[EXTRACTED INFORMATION — start]

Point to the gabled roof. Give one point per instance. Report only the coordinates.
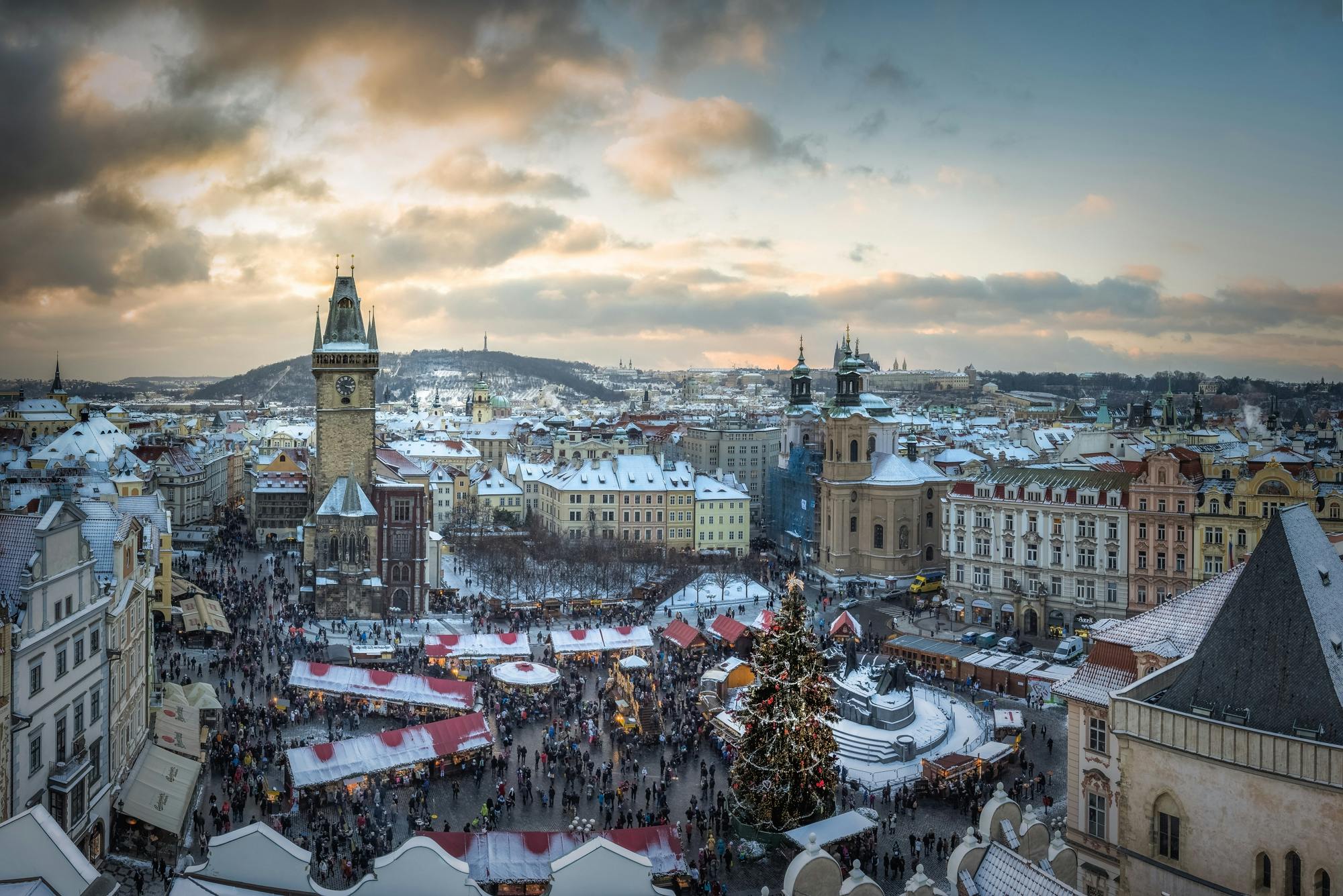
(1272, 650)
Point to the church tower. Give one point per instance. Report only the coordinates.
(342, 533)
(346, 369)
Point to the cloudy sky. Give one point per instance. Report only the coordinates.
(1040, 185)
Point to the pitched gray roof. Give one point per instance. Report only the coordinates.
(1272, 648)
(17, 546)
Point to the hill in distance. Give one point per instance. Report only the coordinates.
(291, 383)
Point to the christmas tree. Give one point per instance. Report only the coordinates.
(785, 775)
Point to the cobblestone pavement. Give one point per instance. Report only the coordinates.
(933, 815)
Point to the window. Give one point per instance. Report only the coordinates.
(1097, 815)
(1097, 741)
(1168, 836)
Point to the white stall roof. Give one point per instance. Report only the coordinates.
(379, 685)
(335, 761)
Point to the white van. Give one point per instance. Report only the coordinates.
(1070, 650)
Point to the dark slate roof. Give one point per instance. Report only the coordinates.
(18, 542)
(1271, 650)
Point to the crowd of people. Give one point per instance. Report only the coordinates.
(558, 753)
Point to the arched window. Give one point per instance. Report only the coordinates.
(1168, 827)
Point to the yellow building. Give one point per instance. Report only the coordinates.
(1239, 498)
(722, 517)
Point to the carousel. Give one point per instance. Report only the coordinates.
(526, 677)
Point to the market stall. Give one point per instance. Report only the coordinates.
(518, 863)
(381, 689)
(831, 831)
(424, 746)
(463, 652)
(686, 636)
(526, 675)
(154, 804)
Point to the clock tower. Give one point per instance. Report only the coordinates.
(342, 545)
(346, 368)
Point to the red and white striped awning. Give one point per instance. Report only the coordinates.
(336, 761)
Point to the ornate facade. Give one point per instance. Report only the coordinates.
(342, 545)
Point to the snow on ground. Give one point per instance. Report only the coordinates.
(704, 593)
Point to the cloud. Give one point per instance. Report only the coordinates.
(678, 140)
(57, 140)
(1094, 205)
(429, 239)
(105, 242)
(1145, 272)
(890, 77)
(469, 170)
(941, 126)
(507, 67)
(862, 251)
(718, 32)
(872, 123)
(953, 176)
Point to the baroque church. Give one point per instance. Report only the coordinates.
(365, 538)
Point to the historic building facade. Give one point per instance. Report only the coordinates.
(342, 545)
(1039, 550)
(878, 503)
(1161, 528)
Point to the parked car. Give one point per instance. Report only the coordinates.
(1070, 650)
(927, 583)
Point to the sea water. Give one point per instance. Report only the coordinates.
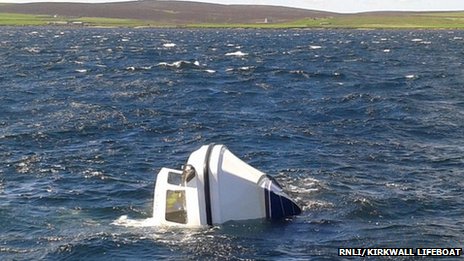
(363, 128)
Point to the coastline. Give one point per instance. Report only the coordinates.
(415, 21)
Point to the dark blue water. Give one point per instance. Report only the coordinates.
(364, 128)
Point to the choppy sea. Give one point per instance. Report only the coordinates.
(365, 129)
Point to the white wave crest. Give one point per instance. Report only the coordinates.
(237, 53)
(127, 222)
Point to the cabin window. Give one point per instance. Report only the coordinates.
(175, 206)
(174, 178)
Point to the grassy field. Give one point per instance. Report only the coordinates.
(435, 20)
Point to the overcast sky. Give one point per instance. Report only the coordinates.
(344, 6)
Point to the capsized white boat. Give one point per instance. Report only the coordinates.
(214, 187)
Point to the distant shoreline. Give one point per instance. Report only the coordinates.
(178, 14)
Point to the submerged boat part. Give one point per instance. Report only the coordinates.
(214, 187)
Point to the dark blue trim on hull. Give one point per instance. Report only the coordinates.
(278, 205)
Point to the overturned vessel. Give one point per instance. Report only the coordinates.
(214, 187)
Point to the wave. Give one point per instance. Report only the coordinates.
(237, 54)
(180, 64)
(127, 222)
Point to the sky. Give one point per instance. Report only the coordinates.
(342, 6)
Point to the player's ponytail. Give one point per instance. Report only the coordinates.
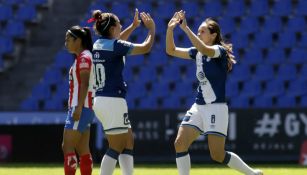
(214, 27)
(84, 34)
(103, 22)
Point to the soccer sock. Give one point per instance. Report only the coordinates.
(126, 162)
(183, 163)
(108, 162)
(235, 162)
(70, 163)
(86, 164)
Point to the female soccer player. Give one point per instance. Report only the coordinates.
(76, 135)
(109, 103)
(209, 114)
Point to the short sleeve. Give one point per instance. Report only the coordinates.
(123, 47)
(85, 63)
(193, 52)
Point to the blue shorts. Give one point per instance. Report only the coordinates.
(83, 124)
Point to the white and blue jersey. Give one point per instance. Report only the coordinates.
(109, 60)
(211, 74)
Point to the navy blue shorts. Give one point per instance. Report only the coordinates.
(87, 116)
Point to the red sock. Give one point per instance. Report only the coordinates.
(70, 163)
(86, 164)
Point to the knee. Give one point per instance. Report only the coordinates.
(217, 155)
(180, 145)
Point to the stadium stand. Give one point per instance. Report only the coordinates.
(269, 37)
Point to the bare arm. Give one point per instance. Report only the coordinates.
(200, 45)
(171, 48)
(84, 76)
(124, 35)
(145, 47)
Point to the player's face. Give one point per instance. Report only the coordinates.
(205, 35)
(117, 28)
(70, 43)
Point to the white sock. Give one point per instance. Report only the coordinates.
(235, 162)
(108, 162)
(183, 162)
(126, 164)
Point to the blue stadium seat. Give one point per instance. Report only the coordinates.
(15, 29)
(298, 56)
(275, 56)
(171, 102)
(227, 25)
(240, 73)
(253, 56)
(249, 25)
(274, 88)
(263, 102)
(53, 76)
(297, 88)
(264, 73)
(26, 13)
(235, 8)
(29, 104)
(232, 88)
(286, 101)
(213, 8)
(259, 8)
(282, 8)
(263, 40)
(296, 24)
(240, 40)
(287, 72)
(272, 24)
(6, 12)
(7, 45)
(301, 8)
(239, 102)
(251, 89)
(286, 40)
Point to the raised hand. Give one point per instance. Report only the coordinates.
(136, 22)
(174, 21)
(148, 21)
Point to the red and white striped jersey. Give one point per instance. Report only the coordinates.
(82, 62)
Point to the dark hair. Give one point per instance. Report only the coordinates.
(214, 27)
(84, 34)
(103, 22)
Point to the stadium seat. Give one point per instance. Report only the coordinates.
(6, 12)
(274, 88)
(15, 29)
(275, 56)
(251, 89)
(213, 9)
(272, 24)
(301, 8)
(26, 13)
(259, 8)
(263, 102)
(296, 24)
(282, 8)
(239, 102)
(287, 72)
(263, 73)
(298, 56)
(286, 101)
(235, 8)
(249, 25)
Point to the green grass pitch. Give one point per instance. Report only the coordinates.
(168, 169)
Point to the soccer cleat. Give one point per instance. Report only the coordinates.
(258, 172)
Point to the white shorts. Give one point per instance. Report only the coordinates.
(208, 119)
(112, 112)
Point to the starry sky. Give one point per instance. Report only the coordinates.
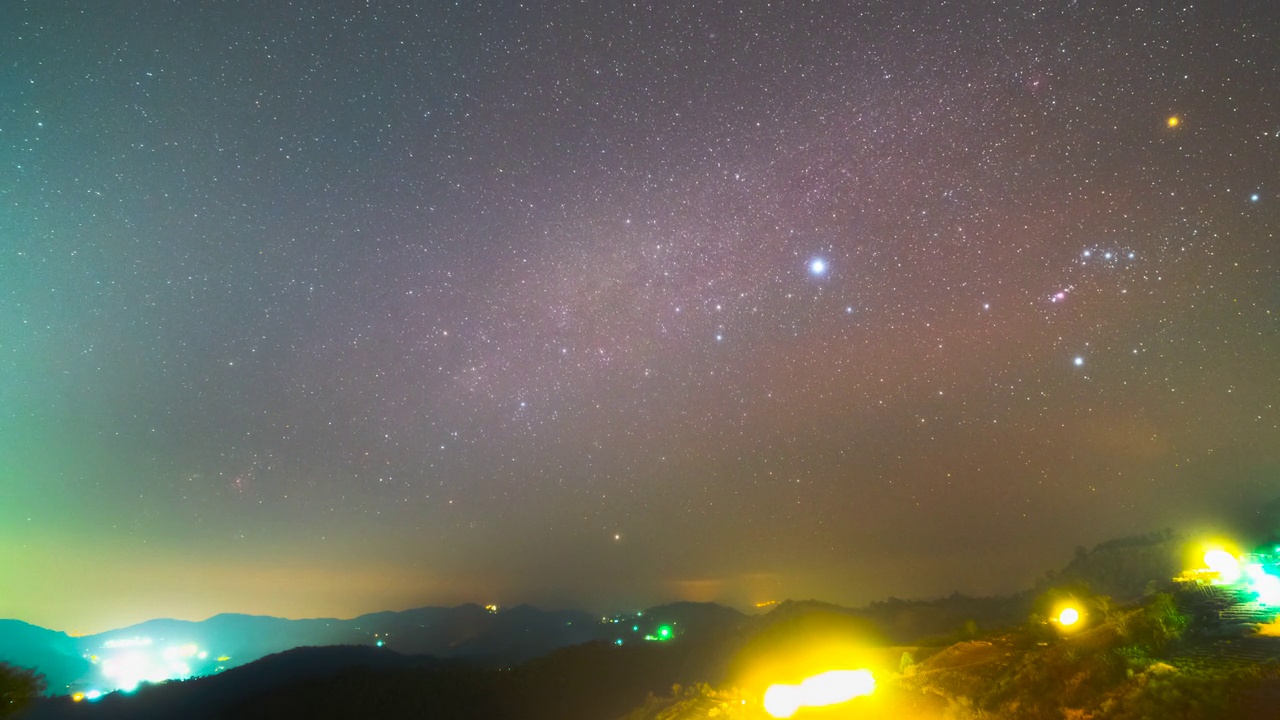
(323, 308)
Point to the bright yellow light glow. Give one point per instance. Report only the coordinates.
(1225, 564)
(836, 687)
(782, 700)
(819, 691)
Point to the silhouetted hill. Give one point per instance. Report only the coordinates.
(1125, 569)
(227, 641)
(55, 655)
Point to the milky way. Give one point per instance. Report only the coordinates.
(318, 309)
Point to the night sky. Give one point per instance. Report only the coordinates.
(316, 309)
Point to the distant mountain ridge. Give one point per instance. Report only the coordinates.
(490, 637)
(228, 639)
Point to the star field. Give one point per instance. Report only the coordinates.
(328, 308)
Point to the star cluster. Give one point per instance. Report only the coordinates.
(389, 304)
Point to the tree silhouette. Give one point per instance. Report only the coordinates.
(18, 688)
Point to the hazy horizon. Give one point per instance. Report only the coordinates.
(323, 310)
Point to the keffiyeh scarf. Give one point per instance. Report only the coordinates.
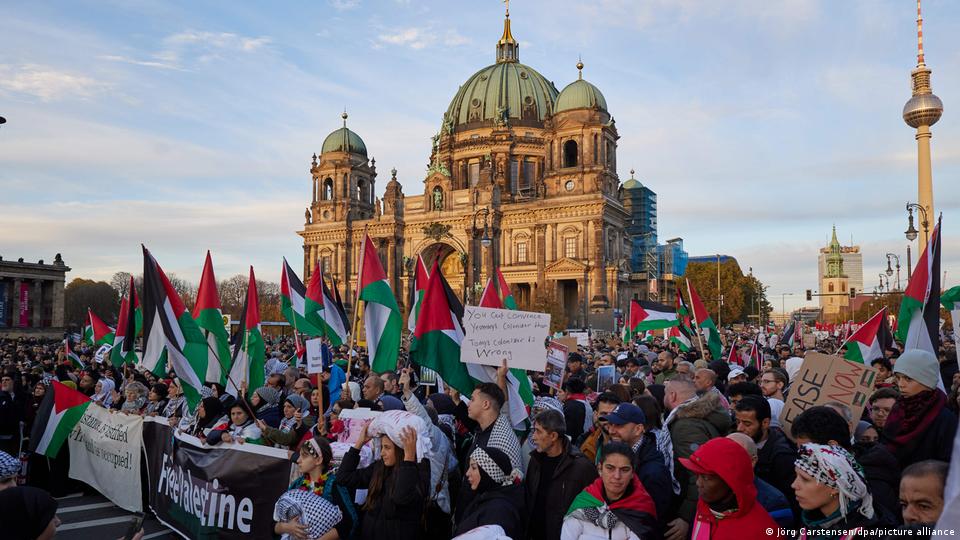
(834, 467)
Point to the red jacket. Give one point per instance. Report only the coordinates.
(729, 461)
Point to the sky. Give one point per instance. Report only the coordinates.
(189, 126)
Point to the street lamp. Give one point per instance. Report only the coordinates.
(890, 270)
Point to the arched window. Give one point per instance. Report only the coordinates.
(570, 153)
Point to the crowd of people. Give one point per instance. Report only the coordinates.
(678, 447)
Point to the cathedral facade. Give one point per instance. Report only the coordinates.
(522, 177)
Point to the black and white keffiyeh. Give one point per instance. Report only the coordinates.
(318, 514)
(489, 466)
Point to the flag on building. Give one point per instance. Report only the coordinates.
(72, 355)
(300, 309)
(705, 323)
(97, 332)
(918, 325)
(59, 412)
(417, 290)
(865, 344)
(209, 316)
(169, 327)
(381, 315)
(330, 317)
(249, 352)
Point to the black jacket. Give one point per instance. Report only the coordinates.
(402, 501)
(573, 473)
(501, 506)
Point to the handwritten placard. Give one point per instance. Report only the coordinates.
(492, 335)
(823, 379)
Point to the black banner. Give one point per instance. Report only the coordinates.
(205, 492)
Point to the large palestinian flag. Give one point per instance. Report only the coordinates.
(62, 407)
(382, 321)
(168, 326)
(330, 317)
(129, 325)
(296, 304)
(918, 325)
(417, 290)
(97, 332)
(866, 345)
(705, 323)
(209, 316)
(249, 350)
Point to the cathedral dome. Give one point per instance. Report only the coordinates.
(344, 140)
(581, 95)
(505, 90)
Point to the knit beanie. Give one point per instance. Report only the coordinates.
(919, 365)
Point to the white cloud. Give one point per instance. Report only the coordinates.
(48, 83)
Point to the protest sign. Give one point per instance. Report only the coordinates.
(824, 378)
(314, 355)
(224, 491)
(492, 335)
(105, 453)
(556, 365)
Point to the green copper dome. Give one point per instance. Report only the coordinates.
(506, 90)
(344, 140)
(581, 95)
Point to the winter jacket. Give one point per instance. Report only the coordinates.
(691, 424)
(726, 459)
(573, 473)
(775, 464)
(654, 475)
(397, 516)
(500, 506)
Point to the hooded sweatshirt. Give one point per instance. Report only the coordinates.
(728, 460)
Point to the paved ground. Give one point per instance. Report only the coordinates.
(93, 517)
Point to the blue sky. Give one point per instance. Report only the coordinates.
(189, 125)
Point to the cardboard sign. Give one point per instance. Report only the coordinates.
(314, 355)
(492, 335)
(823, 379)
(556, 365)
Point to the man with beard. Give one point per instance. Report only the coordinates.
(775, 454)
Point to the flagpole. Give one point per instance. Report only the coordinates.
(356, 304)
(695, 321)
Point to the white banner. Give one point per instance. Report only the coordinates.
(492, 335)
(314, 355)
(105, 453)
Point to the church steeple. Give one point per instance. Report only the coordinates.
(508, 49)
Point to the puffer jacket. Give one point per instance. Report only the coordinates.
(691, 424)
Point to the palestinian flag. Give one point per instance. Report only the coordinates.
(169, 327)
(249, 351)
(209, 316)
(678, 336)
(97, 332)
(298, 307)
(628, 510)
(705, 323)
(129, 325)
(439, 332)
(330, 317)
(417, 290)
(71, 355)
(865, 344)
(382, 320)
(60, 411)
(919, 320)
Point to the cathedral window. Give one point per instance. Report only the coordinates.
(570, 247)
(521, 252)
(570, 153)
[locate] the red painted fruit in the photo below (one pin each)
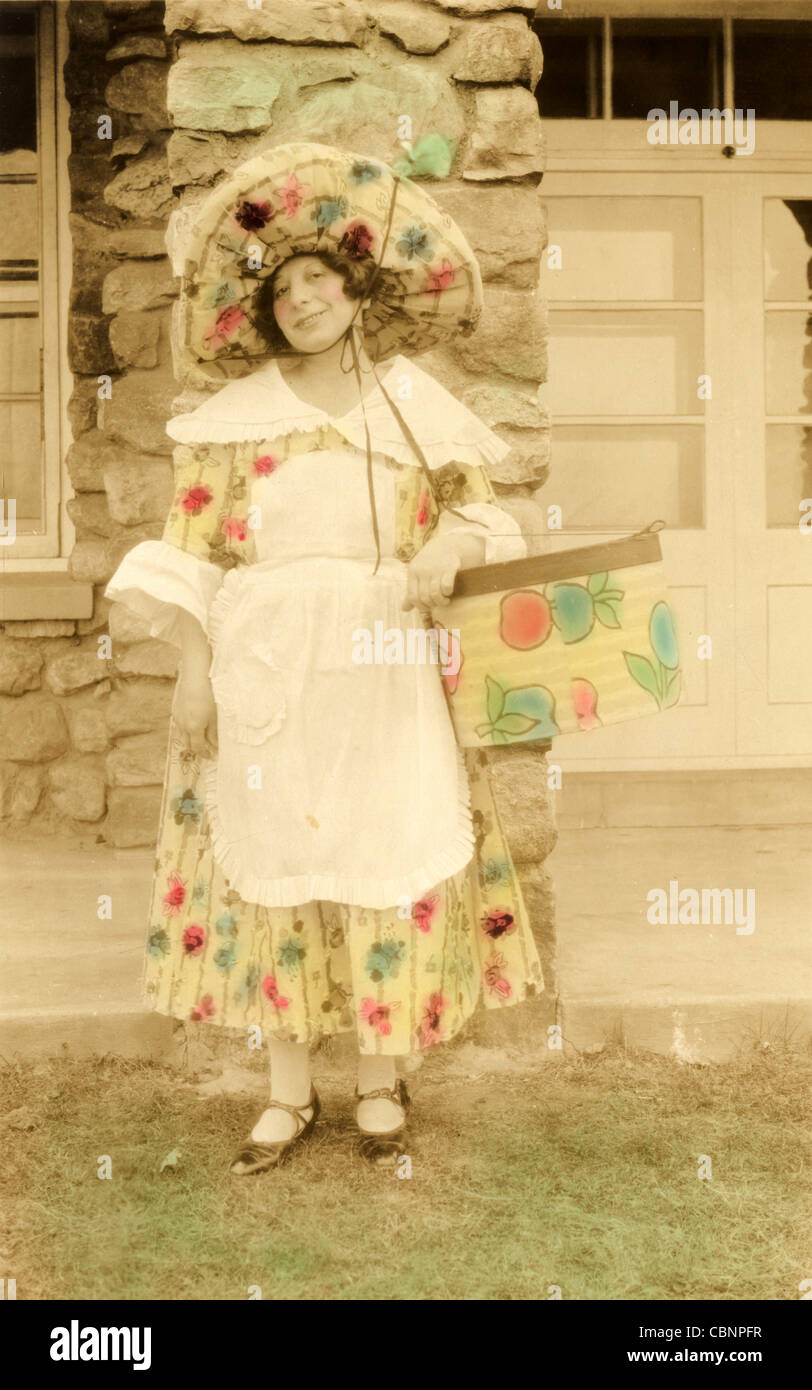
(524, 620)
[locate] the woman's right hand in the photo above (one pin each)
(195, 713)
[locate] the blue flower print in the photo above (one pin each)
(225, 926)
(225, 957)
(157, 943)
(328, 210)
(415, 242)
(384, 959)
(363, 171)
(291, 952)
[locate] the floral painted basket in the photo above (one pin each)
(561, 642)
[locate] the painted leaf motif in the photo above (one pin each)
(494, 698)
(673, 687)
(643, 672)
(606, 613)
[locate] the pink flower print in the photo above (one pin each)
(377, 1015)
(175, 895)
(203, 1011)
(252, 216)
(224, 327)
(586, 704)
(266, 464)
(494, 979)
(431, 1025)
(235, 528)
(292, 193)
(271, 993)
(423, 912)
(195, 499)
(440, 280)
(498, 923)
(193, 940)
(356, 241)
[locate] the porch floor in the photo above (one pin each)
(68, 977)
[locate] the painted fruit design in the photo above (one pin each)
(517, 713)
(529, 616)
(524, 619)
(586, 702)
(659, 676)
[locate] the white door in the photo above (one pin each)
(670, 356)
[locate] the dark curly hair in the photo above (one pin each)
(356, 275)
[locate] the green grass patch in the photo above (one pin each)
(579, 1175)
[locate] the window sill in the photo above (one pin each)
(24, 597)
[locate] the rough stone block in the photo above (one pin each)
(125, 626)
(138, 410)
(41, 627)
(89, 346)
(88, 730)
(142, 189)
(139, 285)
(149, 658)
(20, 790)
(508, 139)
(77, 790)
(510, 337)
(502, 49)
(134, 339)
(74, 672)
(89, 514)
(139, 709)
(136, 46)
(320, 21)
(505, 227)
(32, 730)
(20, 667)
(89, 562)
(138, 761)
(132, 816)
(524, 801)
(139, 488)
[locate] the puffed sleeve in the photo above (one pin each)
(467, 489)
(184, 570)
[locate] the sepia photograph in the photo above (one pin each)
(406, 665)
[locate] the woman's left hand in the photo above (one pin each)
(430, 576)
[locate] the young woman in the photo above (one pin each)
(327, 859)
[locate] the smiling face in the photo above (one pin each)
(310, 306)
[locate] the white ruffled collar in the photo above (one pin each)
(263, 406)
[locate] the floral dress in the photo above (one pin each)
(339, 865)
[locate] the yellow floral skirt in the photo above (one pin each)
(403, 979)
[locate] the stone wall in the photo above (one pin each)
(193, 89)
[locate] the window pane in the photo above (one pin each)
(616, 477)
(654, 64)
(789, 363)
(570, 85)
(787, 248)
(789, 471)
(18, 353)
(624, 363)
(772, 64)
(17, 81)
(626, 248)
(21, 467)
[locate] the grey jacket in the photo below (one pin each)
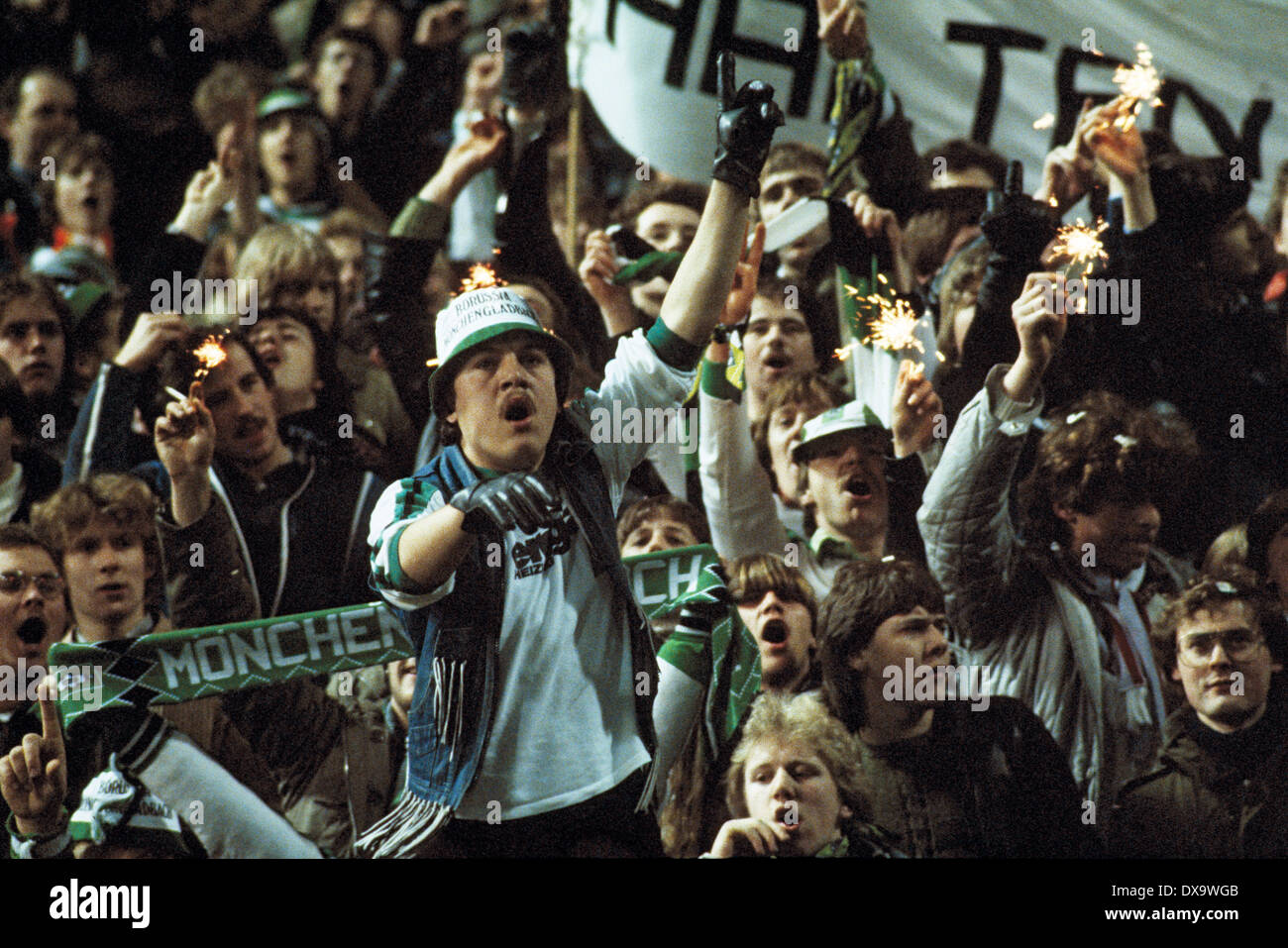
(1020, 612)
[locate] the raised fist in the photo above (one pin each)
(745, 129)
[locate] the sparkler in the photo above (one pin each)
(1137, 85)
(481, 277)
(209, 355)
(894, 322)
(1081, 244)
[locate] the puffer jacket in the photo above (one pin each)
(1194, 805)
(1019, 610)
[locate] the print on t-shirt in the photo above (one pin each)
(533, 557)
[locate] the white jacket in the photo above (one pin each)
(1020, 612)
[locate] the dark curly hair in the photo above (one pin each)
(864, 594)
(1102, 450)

[EXTRACTED INFORMATION — finish]

▶ WHAT TO DO: Starting at the line that contains "[locate] the sparkler", copy each line through the last one in the records, exactly, and output nothing else.

▶ WRITTEN REPLY:
[locate] the sparkler in the photo above (one pin each)
(1137, 85)
(481, 277)
(209, 355)
(894, 322)
(1081, 244)
[locate] the puffer jacket in the photo above (one pin each)
(1194, 805)
(1019, 610)
[locate] the print on t-shirt in the photo above (one pin each)
(533, 557)
[locate] the white jacket in the photo above (one pin each)
(1020, 612)
[locate] the dark curly hair in the photo above (one pin each)
(864, 594)
(1102, 450)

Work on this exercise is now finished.